-- START OF SOURCE RECORDS --

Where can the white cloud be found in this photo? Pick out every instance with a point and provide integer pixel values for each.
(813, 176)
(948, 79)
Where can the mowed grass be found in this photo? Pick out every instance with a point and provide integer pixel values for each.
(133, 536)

-- END OF SOURCE RECORDS --
-- START OF SOURCE RECORDS --

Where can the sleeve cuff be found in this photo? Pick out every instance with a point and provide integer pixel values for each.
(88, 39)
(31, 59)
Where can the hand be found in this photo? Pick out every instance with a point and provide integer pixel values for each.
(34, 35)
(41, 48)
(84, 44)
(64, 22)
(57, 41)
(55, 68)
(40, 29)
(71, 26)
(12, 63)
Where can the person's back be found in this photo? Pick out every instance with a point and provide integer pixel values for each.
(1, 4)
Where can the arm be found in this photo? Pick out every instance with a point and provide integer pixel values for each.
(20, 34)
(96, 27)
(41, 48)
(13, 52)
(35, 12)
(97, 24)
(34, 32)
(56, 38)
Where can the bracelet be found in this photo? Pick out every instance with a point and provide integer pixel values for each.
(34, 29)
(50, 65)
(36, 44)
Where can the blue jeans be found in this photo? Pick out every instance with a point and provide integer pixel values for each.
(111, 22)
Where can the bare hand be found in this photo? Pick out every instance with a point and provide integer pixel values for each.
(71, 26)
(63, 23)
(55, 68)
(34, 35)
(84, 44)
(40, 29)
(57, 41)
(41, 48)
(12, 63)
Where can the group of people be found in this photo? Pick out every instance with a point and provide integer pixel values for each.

-- END OF SOURCE RECORDS --

* **EXERCISE DETAILS**: Swap "Pick out" for "Mark" in everything from the line containing "Where can the blue" down to the line containing "Where can the group", and give back only those lines with nothing else changed.

* **ANSWER TO THIS EXERCISE**:
Where can the blue jeans be found in this photo? Mark every instance with a point and provide integer pixel values for each.
(111, 22)
Where can the bare hand be found in this photo? Mark every instance with a point and provide integer pixel values for each.
(71, 26)
(63, 23)
(55, 68)
(34, 35)
(84, 44)
(40, 29)
(57, 41)
(41, 48)
(12, 63)
Where can the group of people be found in this photo? Mark every instance with a point and provide integer pixel values for each.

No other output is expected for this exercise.